_TASK REQUIREMENTS_
Convert all of the material below into a Markdown table with the columns Number and Content. Each non-blank line gets its own row, and the pictures are left out.

_DATA TO PROCESS_
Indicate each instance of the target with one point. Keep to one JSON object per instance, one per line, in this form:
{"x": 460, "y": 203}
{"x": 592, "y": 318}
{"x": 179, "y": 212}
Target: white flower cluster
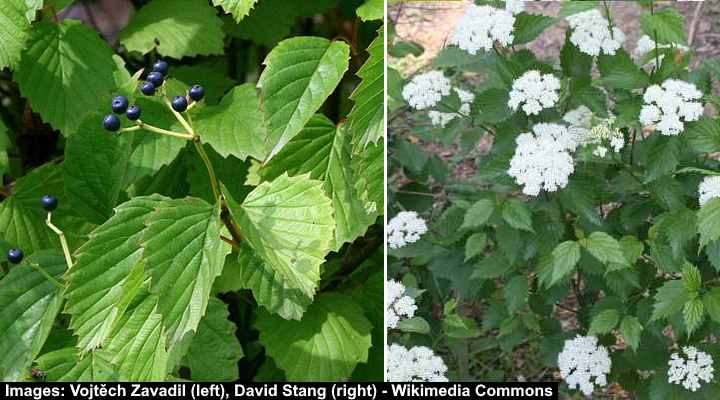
{"x": 690, "y": 370}
{"x": 481, "y": 26}
{"x": 535, "y": 91}
{"x": 419, "y": 364}
{"x": 709, "y": 189}
{"x": 646, "y": 44}
{"x": 668, "y": 105}
{"x": 427, "y": 89}
{"x": 581, "y": 360}
{"x": 397, "y": 304}
{"x": 592, "y": 33}
{"x": 542, "y": 160}
{"x": 443, "y": 118}
{"x": 405, "y": 228}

_FINAL RESULT_
| Number | Content |
|---|---|
| 1 | Indicate each instance of the target with one point. Keep to one JSON object per instance, one per line, in this form: |
| 2 | {"x": 460, "y": 203} |
| 3 | {"x": 592, "y": 318} |
| 4 | {"x": 179, "y": 212} |
| 5 | Target: white flower cluster |
| 6 | {"x": 690, "y": 370} |
| 7 | {"x": 481, "y": 26} |
| 8 | {"x": 535, "y": 91} |
| 9 | {"x": 419, "y": 364} |
| 10 | {"x": 709, "y": 189} |
| 11 | {"x": 646, "y": 44} |
| 12 | {"x": 668, "y": 105} |
| 13 | {"x": 427, "y": 89} |
| 14 | {"x": 581, "y": 360} |
| 15 | {"x": 397, "y": 304} |
| 16 | {"x": 592, "y": 33} |
| 17 | {"x": 542, "y": 160} |
| 18 | {"x": 443, "y": 118} |
| 19 | {"x": 405, "y": 228} |